## PROVIDED DATA

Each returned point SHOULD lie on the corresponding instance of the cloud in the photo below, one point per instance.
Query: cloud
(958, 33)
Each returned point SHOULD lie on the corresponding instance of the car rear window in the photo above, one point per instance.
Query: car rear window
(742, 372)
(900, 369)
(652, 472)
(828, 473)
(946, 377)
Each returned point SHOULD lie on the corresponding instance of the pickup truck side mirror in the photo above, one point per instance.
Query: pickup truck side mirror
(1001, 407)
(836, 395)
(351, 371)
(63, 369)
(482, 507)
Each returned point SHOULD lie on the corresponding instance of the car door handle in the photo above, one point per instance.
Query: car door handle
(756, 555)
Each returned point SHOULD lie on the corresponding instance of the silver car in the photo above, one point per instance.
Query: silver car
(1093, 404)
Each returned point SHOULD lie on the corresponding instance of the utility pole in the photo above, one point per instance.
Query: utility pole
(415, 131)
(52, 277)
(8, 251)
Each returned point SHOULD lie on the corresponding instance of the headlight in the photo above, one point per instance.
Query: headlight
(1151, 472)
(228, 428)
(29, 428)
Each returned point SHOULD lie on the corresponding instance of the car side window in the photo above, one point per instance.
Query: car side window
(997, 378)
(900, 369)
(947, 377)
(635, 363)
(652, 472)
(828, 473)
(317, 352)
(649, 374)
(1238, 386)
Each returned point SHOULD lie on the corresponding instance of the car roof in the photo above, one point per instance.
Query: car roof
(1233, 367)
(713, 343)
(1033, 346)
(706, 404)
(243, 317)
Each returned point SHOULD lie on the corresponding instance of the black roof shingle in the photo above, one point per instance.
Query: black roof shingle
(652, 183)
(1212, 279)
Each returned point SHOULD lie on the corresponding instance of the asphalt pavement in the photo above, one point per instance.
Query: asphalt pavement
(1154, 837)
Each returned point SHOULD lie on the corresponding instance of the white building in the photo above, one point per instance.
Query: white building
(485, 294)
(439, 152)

## WHAT TO WORK ON
Rewrite the material from its first line through the line that contains "(1093, 404)", putting "door latch" wherever "door handle" appears and changing nothing else.

## COMPLETED TASK
Each returned point SHOULD lie on the corresponding instance of the cloud in the photo below, one point per instance.
Query: cloud
(958, 33)
Each returned point SHOULD lie on the corresponding instance of the car rear window in the photo above, one point per instance.
Query: car rear window
(742, 372)
(900, 369)
(652, 472)
(828, 473)
(946, 377)
Each returned point SHOULD lie on the corresponding instance of the pickup truck side mirror in the photo above, one point per instance.
Query: pickup truck side mirror
(1001, 407)
(836, 395)
(351, 371)
(63, 369)
(482, 507)
Each returned point SHOULD lie on the corresponding instance of the car door latch in the photo above, one point per instance.
Query: car door latch
(756, 555)
Each returned point SHOULD lie on the corresponding instance of the silver car in the photo above, one point per instance.
Query: silver car
(1093, 404)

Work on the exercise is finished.